Brief 1 ->
In the forum thread, why does the poster who booked the bowling lanes say that more lanes could be arranged if needed?
Brief 2 ->
Count the lines of the records that contain the string "brown", treating uppercase and lowercase as different, and give only the number.

Great stuff Dave and Gill. Looking forward to seeing you both again 

We're not actually going into Leek so Hartington may be the best place to meet? We should be there no later that 1:30pm. Alex in her red TT will join us there as well.
We'll aim to park in the centre near the Devonshire Arms.

See you on Sunday


----------



## John-H (Jul 13, 2005)

Good stuff Dave


----------



## A3DFU (May 7, 2002)

Two lanes for 8 people booked for 4:30pm; three games each. Should we decide we'd need more lanes it can be arranged as they are not very busy tomorrow afternoon 

Better start polishing my bowling shoes :roll:


----------



## peter-ss (Sep 3, 2008)

Will there also be eight of us for the meal?


----------



## A3DFU (May 7, 2002)

Yup. There will be  
[afaik]


----------



## John-H (Jul 13, 2005)

ooking forward to it


----------



## A3DFU (May 7, 2002)

Lets hope the weather will be kind to us [smiley=sunny.gif]


----------



## peter-ss (Sep 3, 2008)

The table is now booked for eight people at 7pm.

We have decided that we'll do the entire cruise so will see you just before 12.30pm.

:smile:

Sent from my GT-S5830i using Tapatalk 2


----------



## A3DFU (May 7, 2002)

Records excerpted from a collection ->
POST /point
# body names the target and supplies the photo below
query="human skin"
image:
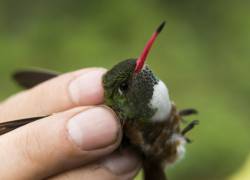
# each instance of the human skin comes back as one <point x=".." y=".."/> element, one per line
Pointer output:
<point x="78" y="140"/>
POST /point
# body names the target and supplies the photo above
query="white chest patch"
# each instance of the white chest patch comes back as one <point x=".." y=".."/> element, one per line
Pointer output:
<point x="161" y="102"/>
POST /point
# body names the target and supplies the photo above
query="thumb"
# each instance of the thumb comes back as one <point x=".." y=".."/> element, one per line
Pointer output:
<point x="57" y="143"/>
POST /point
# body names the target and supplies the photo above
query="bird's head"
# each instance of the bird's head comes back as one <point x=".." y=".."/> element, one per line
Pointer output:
<point x="134" y="92"/>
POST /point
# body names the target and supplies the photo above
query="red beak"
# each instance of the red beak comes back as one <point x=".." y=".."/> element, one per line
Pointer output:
<point x="141" y="60"/>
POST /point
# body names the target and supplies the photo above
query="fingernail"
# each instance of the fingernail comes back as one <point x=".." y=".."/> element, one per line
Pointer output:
<point x="87" y="88"/>
<point x="122" y="162"/>
<point x="94" y="128"/>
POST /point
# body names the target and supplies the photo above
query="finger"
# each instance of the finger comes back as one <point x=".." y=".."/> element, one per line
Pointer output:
<point x="118" y="165"/>
<point x="57" y="143"/>
<point x="83" y="87"/>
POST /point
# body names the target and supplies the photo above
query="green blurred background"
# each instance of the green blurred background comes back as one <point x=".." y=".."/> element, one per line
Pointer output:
<point x="202" y="54"/>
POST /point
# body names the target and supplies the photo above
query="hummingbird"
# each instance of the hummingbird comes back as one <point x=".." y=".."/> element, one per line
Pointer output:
<point x="152" y="125"/>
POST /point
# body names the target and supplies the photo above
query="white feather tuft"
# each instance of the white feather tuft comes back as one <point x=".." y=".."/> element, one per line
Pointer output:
<point x="161" y="102"/>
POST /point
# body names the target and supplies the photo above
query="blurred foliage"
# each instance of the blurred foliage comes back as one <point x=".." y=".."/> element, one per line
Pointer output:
<point x="203" y="56"/>
<point x="244" y="173"/>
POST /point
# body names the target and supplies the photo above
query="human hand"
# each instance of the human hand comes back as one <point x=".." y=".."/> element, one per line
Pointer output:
<point x="76" y="142"/>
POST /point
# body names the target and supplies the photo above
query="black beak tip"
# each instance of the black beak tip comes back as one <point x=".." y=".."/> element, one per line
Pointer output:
<point x="159" y="29"/>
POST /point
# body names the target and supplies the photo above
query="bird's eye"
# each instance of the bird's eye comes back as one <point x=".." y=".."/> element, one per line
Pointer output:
<point x="123" y="87"/>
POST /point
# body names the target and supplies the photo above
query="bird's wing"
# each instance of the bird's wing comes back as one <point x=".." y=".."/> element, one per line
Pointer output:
<point x="28" y="78"/>
<point x="11" y="125"/>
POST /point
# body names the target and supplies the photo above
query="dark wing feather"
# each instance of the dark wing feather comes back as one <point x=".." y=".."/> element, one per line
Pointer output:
<point x="11" y="125"/>
<point x="31" y="77"/>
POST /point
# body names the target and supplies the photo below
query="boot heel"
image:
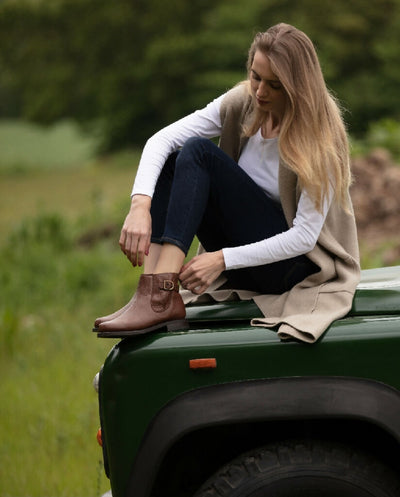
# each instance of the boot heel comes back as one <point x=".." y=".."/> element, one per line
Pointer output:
<point x="180" y="325"/>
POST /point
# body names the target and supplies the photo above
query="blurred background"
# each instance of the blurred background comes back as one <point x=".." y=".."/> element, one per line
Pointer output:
<point x="83" y="83"/>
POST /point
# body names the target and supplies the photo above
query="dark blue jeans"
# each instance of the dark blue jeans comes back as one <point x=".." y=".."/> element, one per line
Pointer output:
<point x="202" y="191"/>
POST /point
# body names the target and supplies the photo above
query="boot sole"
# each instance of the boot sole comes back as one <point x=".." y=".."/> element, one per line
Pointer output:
<point x="179" y="325"/>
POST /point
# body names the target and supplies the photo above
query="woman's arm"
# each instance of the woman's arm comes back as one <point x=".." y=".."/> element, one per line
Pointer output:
<point x="298" y="240"/>
<point x="205" y="123"/>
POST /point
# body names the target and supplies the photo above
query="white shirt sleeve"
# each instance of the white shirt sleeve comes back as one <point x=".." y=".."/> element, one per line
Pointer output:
<point x="205" y="123"/>
<point x="298" y="240"/>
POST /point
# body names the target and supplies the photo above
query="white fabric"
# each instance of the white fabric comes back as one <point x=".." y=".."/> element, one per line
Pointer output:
<point x="260" y="159"/>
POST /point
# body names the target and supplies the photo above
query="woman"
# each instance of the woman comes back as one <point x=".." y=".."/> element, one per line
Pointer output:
<point x="270" y="205"/>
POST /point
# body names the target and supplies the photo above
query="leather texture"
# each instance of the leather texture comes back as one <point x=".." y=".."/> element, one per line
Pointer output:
<point x="156" y="304"/>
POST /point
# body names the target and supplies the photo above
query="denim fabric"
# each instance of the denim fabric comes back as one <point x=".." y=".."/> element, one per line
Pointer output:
<point x="202" y="191"/>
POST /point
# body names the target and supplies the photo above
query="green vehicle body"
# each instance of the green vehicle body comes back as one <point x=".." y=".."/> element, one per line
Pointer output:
<point x="167" y="427"/>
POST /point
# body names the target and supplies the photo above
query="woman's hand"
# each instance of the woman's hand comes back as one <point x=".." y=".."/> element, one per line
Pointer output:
<point x="198" y="274"/>
<point x="136" y="231"/>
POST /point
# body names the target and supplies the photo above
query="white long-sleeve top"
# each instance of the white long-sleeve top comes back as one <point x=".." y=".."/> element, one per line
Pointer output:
<point x="260" y="159"/>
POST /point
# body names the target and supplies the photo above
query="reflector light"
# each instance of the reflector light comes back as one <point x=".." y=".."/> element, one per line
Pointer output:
<point x="208" y="363"/>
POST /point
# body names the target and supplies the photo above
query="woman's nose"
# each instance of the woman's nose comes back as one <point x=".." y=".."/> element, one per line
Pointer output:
<point x="262" y="90"/>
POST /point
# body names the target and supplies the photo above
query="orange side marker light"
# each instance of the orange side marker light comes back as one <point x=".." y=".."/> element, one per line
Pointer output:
<point x="208" y="363"/>
<point x="99" y="439"/>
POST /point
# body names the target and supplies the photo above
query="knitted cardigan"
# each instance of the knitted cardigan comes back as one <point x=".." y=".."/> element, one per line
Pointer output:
<point x="307" y="310"/>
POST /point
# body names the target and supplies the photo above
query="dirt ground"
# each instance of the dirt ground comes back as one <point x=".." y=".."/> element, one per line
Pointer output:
<point x="376" y="200"/>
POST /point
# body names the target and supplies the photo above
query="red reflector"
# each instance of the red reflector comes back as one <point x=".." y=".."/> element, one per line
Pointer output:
<point x="210" y="363"/>
<point x="99" y="439"/>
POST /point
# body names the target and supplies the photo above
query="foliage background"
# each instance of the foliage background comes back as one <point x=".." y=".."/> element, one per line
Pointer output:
<point x="82" y="84"/>
<point x="131" y="66"/>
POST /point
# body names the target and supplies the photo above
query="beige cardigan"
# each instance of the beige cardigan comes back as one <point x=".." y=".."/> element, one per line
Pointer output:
<point x="305" y="311"/>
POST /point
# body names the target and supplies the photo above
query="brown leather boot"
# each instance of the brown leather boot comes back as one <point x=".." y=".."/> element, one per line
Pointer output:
<point x="114" y="315"/>
<point x="157" y="305"/>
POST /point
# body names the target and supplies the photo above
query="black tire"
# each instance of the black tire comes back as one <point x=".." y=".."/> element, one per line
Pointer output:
<point x="303" y="469"/>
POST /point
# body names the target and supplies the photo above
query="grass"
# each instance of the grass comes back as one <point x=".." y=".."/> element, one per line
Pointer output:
<point x="52" y="287"/>
<point x="56" y="275"/>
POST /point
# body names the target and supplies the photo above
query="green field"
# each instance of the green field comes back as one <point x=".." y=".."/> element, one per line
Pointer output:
<point x="58" y="271"/>
<point x="61" y="209"/>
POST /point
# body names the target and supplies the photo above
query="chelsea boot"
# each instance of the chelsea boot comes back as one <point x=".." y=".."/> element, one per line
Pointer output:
<point x="157" y="305"/>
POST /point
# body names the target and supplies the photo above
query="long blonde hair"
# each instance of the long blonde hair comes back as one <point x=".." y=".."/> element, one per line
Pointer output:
<point x="312" y="139"/>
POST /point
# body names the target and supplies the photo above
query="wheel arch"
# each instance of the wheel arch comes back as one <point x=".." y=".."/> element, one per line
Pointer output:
<point x="276" y="402"/>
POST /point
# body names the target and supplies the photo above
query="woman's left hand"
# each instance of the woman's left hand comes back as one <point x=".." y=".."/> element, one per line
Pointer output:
<point x="198" y="274"/>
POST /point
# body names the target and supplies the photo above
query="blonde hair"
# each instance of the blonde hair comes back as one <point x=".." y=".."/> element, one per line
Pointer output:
<point x="312" y="139"/>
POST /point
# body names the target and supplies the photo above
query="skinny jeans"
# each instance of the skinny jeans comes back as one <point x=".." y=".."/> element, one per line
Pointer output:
<point x="202" y="191"/>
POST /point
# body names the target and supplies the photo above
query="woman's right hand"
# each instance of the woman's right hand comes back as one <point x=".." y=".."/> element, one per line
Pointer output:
<point x="136" y="231"/>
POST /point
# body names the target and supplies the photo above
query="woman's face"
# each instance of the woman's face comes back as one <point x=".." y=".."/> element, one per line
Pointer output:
<point x="268" y="91"/>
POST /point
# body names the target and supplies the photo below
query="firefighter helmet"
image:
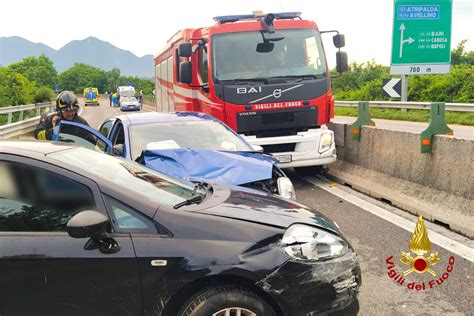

Task solution 1 ->
More lanes could be arranged because the bowling venue is not very busy tomorrow afternoon.

Task solution 2 ->
2